* TASK PROMPT: The answer must be a single number: how many lines in this listing hold the word "brickwork".

== DATA FOR PROCESSING

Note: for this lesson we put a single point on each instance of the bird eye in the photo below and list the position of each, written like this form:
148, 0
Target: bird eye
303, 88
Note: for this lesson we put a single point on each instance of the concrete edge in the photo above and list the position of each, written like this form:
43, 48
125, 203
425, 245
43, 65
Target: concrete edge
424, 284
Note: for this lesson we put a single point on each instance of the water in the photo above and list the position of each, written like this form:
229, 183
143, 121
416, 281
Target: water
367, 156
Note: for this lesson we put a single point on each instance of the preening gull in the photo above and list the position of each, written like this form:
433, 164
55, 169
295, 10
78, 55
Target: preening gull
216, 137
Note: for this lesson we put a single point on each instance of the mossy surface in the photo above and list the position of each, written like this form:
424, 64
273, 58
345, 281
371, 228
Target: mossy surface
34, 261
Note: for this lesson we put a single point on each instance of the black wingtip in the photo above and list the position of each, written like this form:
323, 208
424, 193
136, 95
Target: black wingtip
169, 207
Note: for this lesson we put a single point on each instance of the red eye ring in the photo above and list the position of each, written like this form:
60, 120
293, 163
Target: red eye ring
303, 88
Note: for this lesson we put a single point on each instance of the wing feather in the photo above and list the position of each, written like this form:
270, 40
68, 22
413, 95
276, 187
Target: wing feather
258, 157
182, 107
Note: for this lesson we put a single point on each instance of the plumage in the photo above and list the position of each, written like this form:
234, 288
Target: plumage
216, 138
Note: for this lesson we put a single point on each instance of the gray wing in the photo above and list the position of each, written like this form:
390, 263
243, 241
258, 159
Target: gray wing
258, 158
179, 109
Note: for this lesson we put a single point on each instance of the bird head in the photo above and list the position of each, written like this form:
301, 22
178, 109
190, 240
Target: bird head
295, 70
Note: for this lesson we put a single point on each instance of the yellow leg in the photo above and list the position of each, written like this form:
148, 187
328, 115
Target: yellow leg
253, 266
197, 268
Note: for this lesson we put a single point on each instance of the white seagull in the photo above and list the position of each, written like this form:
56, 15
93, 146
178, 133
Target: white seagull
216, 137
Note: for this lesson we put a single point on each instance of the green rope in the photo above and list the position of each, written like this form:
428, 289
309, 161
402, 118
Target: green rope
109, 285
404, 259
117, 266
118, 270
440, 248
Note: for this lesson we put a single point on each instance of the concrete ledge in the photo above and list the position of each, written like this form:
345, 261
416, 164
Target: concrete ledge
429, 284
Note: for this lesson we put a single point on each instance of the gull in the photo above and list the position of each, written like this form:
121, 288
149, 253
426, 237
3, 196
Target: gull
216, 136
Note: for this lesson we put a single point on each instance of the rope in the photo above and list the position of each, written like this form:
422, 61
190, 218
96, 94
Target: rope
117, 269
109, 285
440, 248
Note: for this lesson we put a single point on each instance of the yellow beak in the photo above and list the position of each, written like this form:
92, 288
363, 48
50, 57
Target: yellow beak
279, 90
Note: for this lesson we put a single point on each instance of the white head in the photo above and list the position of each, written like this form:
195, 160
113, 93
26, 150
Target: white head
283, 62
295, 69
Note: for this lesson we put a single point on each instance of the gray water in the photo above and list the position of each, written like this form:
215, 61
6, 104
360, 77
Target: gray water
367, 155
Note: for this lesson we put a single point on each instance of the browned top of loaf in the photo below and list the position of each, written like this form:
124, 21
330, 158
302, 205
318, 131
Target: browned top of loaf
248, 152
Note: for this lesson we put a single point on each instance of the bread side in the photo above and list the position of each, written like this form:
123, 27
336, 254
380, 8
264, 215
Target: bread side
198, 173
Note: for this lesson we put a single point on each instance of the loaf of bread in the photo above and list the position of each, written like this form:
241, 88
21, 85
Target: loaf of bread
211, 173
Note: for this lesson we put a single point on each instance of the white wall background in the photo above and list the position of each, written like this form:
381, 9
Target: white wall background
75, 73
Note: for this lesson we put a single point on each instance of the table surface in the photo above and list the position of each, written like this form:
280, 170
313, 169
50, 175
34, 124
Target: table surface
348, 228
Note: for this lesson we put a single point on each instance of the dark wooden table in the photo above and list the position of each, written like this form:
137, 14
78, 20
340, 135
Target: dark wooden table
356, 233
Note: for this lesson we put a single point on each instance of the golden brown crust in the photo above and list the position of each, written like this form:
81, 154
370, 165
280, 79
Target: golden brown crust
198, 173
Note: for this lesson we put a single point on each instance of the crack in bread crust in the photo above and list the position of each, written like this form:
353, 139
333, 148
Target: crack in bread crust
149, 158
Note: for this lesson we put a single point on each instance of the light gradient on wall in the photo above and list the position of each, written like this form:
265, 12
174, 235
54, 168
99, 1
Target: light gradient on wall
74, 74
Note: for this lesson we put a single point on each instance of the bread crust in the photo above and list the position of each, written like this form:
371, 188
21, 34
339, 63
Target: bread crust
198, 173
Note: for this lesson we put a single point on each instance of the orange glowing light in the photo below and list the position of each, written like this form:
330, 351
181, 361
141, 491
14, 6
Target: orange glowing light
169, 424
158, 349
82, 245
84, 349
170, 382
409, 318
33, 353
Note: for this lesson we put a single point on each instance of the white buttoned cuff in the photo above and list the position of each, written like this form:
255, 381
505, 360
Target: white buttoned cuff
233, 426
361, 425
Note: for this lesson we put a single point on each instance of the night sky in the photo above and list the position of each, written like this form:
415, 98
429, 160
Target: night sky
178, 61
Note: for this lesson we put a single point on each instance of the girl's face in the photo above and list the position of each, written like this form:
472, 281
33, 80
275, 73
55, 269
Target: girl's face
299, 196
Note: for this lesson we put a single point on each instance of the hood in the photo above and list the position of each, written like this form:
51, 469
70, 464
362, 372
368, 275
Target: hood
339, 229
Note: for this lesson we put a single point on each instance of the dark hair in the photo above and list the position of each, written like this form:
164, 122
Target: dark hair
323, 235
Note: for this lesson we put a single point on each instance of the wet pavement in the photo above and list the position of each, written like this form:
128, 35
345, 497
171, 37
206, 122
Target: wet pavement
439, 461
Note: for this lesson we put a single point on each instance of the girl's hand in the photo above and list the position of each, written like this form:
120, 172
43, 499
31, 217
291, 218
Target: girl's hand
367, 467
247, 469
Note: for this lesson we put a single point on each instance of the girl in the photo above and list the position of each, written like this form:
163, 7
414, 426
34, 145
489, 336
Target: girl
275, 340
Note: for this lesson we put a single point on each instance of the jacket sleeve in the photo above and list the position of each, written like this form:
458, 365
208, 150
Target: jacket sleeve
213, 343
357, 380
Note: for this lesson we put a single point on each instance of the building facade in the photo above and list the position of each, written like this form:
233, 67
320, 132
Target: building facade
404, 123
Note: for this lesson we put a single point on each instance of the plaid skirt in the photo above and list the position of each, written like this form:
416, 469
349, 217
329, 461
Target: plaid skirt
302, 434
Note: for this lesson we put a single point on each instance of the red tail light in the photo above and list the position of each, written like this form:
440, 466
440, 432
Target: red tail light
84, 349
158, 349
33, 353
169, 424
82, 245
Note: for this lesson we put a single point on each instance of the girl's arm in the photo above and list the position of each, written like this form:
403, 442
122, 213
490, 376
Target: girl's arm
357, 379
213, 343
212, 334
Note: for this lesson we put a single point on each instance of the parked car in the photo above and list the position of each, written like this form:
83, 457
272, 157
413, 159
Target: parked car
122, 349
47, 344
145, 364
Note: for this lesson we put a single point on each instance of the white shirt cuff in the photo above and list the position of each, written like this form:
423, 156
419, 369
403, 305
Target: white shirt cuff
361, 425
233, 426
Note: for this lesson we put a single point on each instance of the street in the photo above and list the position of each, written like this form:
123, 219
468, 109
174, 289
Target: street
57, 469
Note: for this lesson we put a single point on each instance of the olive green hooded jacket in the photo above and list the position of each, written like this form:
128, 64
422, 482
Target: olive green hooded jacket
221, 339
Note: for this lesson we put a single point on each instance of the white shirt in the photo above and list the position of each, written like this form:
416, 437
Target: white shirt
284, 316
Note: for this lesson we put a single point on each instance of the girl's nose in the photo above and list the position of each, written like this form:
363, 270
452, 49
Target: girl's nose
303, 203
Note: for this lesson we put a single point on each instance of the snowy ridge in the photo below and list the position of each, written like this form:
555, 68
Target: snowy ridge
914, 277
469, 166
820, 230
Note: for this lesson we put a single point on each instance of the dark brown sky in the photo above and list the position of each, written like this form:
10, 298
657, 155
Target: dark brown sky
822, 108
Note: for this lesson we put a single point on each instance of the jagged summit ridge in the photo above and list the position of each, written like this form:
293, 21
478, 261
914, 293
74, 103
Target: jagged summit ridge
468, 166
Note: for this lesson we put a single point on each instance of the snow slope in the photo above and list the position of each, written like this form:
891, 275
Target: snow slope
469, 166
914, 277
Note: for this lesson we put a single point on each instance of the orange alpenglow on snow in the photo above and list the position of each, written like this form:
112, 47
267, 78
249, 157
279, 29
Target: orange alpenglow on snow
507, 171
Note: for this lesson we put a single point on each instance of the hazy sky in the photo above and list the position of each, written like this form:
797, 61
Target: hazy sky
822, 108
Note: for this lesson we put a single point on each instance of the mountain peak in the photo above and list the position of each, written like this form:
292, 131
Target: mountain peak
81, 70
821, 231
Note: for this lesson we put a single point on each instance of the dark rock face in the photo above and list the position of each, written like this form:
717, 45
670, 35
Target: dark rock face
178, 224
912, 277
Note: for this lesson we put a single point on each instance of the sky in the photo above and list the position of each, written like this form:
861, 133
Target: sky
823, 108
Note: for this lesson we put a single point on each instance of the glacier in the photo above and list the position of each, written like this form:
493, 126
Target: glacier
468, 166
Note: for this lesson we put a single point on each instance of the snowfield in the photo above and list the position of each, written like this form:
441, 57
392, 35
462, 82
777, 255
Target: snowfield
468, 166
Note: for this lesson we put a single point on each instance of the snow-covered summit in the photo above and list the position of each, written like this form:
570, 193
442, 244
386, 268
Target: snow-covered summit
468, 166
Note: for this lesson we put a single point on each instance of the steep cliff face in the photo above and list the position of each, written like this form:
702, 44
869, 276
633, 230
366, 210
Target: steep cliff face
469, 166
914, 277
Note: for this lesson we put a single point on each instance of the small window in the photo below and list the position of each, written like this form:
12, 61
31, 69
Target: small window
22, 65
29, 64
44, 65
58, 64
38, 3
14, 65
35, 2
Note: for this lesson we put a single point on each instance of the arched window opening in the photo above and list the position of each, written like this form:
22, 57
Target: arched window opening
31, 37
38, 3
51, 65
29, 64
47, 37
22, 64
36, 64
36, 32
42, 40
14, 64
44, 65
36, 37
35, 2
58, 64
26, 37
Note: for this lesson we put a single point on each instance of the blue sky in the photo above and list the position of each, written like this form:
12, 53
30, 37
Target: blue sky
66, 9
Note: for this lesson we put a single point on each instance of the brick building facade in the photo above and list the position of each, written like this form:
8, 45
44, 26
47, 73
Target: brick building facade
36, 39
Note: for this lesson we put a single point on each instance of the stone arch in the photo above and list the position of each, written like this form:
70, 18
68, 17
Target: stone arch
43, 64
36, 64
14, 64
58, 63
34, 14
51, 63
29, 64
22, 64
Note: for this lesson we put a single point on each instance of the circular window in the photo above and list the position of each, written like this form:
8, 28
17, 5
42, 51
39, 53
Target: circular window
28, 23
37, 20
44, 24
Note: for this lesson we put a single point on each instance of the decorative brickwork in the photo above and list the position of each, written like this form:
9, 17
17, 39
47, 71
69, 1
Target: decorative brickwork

====

* YOUR SOLUTION: 2